* **WRITTEN REQUEST**: Lay out all the rows below as a Markdown table with the columns No. and Text. Number each line and leave out blank lines.

* **RECORDS TO PROCESS**:
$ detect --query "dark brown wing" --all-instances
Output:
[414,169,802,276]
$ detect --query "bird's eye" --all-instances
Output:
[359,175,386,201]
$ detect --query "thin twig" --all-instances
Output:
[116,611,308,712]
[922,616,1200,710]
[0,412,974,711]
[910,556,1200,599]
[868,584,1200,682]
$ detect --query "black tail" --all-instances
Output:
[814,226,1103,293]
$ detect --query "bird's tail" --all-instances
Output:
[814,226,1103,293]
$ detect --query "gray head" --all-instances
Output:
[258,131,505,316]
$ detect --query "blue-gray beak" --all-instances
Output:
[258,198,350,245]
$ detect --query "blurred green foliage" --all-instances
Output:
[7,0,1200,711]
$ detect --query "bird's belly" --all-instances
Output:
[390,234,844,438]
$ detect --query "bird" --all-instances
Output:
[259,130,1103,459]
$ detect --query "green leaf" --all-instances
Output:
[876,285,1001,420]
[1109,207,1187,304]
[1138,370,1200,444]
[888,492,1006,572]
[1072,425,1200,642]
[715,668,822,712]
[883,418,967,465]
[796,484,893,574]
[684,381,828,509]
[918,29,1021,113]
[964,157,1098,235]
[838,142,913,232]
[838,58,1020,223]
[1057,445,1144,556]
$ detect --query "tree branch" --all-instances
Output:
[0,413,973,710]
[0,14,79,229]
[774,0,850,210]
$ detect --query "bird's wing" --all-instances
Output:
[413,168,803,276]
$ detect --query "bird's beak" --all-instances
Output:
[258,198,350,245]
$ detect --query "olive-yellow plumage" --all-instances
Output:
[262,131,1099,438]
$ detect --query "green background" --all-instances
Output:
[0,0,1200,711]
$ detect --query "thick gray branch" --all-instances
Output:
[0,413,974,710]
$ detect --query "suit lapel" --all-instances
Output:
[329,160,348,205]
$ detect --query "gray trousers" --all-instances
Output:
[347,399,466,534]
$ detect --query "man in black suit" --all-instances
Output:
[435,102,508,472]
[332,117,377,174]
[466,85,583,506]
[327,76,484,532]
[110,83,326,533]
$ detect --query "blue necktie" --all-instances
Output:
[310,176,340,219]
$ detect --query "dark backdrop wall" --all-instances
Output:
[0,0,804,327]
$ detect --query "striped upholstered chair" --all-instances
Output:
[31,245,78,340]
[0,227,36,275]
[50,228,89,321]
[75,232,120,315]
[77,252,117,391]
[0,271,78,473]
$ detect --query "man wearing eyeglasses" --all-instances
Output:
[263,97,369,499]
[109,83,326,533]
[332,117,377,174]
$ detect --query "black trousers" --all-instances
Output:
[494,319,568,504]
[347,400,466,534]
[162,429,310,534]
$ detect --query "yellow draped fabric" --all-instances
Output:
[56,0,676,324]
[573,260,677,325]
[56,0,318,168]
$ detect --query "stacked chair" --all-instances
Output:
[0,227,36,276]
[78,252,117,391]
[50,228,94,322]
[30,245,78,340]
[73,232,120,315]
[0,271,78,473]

* **ANSWER TO THE PROBLEM**:
| No. | Text |
|---|---|
| 1 | $ detect --query "dark brown wing" --all-instances |
| 2 | Output: |
| 3 | [414,169,802,276] |
| 4 | $ detect --query "bird's eye" --all-instances |
| 5 | Output: |
| 6 | [359,175,386,201] |
| 7 | $ detect --query "thin twig" --all-instances |
| 8 | Output: |
| 9 | [116,611,308,712] |
| 10 | [922,616,1200,710] |
| 11 | [0,412,974,711] |
| 12 | [910,556,1200,599] |
| 13 | [868,584,1200,682] |
| 14 | $ detect --query "black tail" --all-instances |
| 15 | Output: |
| 16 | [814,226,1103,293] |
| 17 | $ detect --query "bird's tail" --all-instances |
| 18 | Output: |
| 19 | [814,226,1103,293] |
| 20 | $ detect --query "gray head" --all-instances |
| 21 | Output: |
| 22 | [258,131,505,316] |
| 23 | $ detect --query "blue-gray beak" --all-instances |
| 24 | Output: |
| 25 | [258,198,350,245] |
| 26 | $ detect --query "blurred green foliage" --all-instances |
| 27 | Output: |
| 28 | [7,0,1200,711] |
| 29 | $ detect --query "bird's belly" --all-instances |
| 30 | Output: |
| 31 | [390,234,844,438] |
| 32 | $ detect --query "bird" --all-instances |
| 33 | Output: |
| 34 | [259,130,1103,459] |
| 35 | $ detect --query "green leaf" --all-instances |
| 36 | Output: |
| 37 | [876,285,1001,420] |
| 38 | [1109,207,1187,304] |
| 39 | [1138,370,1200,444] |
| 40 | [888,492,1006,572] |
| 41 | [1072,425,1200,642] |
| 42 | [715,668,822,712] |
| 43 | [883,418,967,465] |
| 44 | [796,484,893,574] |
| 45 | [684,381,828,509] |
| 46 | [918,29,1021,113] |
| 47 | [964,157,1098,235] |
| 48 | [838,142,913,232] |
| 49 | [838,58,1020,223] |
| 50 | [1057,445,1144,556] |
| 51 | $ detect --query "tree branch" --all-instances |
| 52 | Output: |
| 53 | [0,413,973,710] |
| 54 | [0,14,79,229] |
| 55 | [774,0,850,210] |
| 56 | $ detect --query "bird's wing" --all-instances |
| 57 | Output: |
| 58 | [413,168,803,276] |
| 59 | $ detect --query "bird's beak" --all-instances |
| 60 | Output: |
| 61 | [258,198,350,245] |
| 62 | $ detect --query "olive-yellow plumage" --all-instances |
| 63 | Output: |
| 64 | [262,131,1099,438] |
| 65 | $ detect --query "green background" --all-instances |
| 66 | Output: |
| 67 | [0,0,1200,711] |
| 68 | $ detect --query "thick gray branch" --all-instances |
| 69 | Output: |
| 70 | [0,413,974,710] |
| 71 | $ detect --query "suit lapel" --all-instances |
| 72 | Output: |
| 73 | [329,160,348,205] |
| 74 | $ detect --query "gray trousers" --all-instances |
| 75 | Output: |
| 76 | [347,399,466,534] |
| 77 | $ detect --query "man in black suit" --all-instances |
| 78 | Output: |
| 79 | [435,102,508,472] |
| 80 | [332,117,377,174] |
| 81 | [466,85,583,506] |
| 82 | [327,76,484,532] |
| 83 | [110,83,326,533] |
| 84 | $ detect --query "blue necktie" --all-instances |
| 85 | Output: |
| 86 | [310,176,340,219] |
| 87 | $ detect --query "dark backdrop wall" --all-instances |
| 88 | Output: |
| 89 | [0,0,804,327] |
| 90 | $ detect --query "striped upholstered chair" --all-instances |
| 91 | Output: |
| 92 | [31,245,78,340] |
| 93 | [0,227,36,275] |
| 94 | [50,228,89,321] |
| 95 | [75,232,120,315] |
| 96 | [77,252,117,391] |
| 97 | [0,271,78,473] |
| 98 | $ detect --query "man wearing eyeglasses" --all-instances |
| 99 | Output: |
| 100 | [263,97,369,499] |
| 101 | [109,83,326,533] |
| 102 | [332,117,377,174] |
| 103 | $ detect --query "black trousers" --all-instances |
| 104 | Output: |
| 105 | [494,319,568,504] |
| 106 | [347,400,466,534] |
| 107 | [162,429,310,534] |
| 108 | $ detect --query "yellow draped fabric" --all-instances |
| 109 | Output: |
| 110 | [56,0,676,324] |
| 111 | [573,260,677,325] |
| 112 | [56,0,318,168] |
| 113 | $ detect --query "stacked chair" --all-instances |
| 114 | Output: |
| 115 | [0,227,36,276] |
| 116 | [78,252,117,391] |
| 117 | [50,228,94,322] |
| 118 | [30,245,78,340] |
| 119 | [73,232,120,315] |
| 120 | [0,271,78,473] |